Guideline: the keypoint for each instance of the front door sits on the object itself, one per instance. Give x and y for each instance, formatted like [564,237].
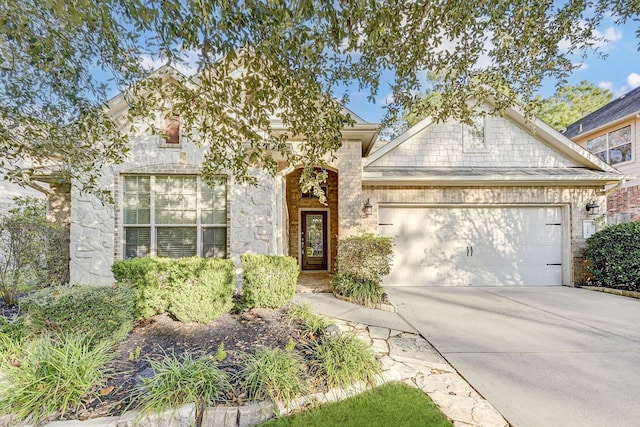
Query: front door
[313,240]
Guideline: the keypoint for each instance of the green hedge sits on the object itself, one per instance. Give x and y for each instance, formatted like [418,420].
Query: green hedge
[614,255]
[99,312]
[269,281]
[362,263]
[190,289]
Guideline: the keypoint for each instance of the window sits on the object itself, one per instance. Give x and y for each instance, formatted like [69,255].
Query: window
[174,216]
[613,147]
[172,130]
[473,138]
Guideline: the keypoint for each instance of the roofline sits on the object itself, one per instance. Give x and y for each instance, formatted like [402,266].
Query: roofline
[489,180]
[635,114]
[406,135]
[558,141]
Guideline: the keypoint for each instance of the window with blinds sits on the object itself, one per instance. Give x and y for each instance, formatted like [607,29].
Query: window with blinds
[174,216]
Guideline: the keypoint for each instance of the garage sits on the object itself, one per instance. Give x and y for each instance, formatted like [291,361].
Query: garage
[474,246]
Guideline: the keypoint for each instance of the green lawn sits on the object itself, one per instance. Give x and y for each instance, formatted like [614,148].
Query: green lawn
[393,404]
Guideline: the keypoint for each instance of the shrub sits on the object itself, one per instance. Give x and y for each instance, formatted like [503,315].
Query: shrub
[269,281]
[145,276]
[177,382]
[273,373]
[30,248]
[362,263]
[98,312]
[363,292]
[614,254]
[344,359]
[313,324]
[13,337]
[58,375]
[190,289]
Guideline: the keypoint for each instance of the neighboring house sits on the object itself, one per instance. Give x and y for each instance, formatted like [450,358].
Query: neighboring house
[8,191]
[491,205]
[613,134]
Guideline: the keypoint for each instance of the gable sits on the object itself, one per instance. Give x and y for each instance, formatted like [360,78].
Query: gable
[447,146]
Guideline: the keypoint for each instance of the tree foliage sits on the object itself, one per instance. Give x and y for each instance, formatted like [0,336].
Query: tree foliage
[257,59]
[30,248]
[571,103]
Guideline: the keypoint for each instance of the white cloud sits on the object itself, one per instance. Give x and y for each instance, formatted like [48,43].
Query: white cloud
[187,66]
[608,36]
[633,80]
[606,85]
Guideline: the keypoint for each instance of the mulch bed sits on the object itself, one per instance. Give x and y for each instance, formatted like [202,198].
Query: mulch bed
[154,339]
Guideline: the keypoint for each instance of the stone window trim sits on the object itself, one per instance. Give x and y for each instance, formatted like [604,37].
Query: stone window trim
[161,170]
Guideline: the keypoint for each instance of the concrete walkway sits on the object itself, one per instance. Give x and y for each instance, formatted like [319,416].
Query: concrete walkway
[543,356]
[409,358]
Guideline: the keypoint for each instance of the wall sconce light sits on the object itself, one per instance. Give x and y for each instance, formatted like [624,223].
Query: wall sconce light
[368,208]
[593,208]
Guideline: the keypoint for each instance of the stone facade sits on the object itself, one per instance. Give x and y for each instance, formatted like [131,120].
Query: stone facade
[96,232]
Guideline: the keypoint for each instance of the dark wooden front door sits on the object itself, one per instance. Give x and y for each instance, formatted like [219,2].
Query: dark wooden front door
[313,239]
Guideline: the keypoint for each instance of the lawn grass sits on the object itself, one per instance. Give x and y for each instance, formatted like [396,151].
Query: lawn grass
[393,404]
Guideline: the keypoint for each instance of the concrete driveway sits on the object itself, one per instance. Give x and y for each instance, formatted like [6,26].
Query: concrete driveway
[543,356]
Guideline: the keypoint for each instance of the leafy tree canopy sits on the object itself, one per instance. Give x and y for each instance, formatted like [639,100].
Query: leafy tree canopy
[571,103]
[260,58]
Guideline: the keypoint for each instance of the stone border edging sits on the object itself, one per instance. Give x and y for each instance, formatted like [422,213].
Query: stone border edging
[405,357]
[620,292]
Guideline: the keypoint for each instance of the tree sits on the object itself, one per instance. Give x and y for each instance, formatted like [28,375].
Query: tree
[257,59]
[571,103]
[29,248]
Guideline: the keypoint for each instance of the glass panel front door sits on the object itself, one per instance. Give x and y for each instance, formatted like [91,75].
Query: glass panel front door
[314,240]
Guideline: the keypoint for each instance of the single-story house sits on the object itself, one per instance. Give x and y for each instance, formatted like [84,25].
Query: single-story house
[498,204]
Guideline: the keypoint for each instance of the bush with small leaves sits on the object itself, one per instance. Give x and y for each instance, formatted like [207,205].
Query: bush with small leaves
[191,289]
[362,263]
[614,255]
[269,281]
[97,312]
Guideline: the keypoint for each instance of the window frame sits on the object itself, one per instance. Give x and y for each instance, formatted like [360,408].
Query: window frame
[153,226]
[609,147]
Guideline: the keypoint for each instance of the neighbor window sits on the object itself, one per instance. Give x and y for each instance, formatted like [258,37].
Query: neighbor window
[174,216]
[613,147]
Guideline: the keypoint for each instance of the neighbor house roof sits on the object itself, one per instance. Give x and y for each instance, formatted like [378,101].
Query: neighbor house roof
[618,109]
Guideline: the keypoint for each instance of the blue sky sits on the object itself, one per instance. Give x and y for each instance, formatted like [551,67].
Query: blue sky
[619,71]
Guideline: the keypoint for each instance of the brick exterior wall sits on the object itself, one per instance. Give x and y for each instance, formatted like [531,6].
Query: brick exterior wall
[624,205]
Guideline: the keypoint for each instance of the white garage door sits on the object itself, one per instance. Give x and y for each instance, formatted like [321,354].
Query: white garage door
[474,246]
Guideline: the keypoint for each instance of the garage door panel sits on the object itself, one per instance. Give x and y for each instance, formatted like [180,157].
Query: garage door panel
[474,246]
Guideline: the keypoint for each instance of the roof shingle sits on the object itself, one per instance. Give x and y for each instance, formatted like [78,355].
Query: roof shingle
[626,105]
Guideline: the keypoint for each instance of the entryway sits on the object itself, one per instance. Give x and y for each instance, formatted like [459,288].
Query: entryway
[313,240]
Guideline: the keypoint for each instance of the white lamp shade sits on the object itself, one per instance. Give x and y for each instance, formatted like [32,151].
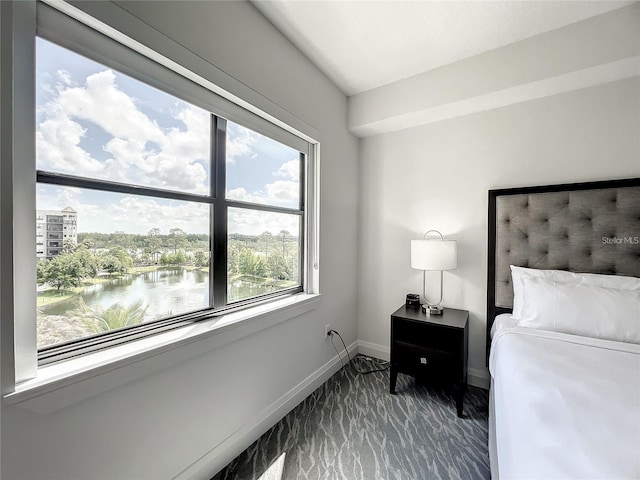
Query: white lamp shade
[434,254]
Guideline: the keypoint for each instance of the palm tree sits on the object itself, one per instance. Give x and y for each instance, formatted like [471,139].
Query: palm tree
[115,316]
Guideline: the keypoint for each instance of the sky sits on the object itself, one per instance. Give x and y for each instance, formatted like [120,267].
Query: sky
[95,122]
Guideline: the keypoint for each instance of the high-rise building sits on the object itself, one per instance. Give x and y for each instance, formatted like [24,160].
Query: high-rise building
[53,228]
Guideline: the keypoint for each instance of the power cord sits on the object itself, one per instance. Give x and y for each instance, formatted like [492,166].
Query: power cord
[383,365]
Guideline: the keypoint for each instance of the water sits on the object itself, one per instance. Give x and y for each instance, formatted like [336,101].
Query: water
[165,292]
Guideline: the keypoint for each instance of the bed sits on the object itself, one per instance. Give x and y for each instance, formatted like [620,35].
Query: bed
[563,331]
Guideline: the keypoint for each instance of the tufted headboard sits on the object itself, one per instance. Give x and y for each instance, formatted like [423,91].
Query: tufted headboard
[589,227]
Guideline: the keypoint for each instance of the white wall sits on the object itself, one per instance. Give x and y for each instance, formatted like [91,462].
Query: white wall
[156,427]
[437,176]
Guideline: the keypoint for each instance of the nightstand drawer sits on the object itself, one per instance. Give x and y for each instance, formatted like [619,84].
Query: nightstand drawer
[428,335]
[418,359]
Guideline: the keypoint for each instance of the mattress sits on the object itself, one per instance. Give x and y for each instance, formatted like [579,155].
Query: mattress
[563,406]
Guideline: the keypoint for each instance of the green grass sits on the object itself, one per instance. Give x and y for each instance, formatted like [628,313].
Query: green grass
[52,295]
[263,281]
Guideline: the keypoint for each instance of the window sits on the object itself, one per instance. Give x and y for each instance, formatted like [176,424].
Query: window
[155,204]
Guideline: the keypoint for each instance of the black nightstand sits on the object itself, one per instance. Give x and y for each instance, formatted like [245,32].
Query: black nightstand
[432,348]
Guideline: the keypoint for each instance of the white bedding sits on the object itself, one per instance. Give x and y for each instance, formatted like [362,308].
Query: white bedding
[565,407]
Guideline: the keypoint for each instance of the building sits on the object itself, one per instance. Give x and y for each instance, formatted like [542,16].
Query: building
[53,228]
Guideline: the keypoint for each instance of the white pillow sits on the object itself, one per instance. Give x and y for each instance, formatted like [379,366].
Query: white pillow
[581,309]
[608,281]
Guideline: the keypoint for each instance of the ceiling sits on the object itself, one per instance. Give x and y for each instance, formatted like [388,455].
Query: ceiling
[364,44]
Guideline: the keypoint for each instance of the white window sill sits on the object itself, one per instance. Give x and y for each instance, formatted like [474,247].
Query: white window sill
[65,383]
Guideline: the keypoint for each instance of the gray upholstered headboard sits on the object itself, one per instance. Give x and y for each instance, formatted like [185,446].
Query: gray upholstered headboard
[582,227]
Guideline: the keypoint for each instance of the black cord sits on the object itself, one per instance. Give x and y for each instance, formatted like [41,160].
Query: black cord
[334,347]
[355,367]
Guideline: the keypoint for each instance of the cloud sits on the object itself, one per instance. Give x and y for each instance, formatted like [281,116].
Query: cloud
[141,152]
[240,142]
[249,222]
[109,212]
[290,169]
[58,145]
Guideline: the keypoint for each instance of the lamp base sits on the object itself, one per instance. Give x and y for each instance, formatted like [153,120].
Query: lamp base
[432,309]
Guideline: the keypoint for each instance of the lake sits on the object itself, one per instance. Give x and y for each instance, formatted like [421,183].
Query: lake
[166,292]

◇ ◇ ◇ ◇

* _Exercise description_: Give the lines above again exactly, from the one containing "Guideline: the keypoint for each instance of the blue" to the one containing "Guideline: the keypoint for each instance of the water", both included, but leave out the pictures.

* _Output for this exercise_:
Guideline: the keypoint for each instance of the blue sky sits on the object itself, one per instance. Give x and y for each instance, formatted like [551,67].
Query: blue sky
[619,71]
Guideline: the keypoint for each instance of the brick exterior wall sits on the object itself, one per instance. Give x and y for each instance, formatted like [531,6].
Query: brick exterior wall
[624,205]
Guideline: the keypoint for each instance of the white garage door sits on the object itself, one per instance. Give x and y for each instance, formatted like [321,354].
Query: white garage door
[474,246]
Guideline: the keypoint for each instance of the garage door panel sits on the object itself, one per instance. Give x and y for each instance, formatted like [180,157].
Query: garage door panel
[474,246]
Guideline: the keypoint for each instance of the roof shingle sits on the object itself, one per instance. Give x and y for each instance, formatted like [78,355].
Query: roof shingle
[626,105]
Guideline: the keypoint for each instance of the entryway sits on the object itself, one per instance. Give x and y for each instance, formatted like [459,288].
Query: entryway
[313,240]
Guideline: the keypoint for each instance of the white lamp shade sits on the object itself, one per instance. Give x and y for each instance, formatted like [32,151].
Query: white lamp shade
[434,254]
Guideline: the keypoint for each instance of the palm tree sits on the object itself, one per instance. Give x and y for each instance, formatted like [471,139].
Query: palm tree
[115,316]
Guideline: the keypoint for each instance of the sky sits on the object itself, one per instance. Give x and y for each instance, formatted like [120,267].
Query: sky
[95,122]
Guideline: the keypoint for each instance of the high-rise building sits on the object itself, one per instance. Give x and y for each instance, formatted like [24,160].
Query: high-rise building
[53,228]
Guideline: the keypoint for each instance of the power cord sits on the object itself, one per instance. Give x and y for each instance, formatted like [492,166].
Query: power cord
[383,365]
Guideline: the keypoint for each instance of the water sits on the object itself, one per instance. Give x and y for each instance, formatted like [336,101].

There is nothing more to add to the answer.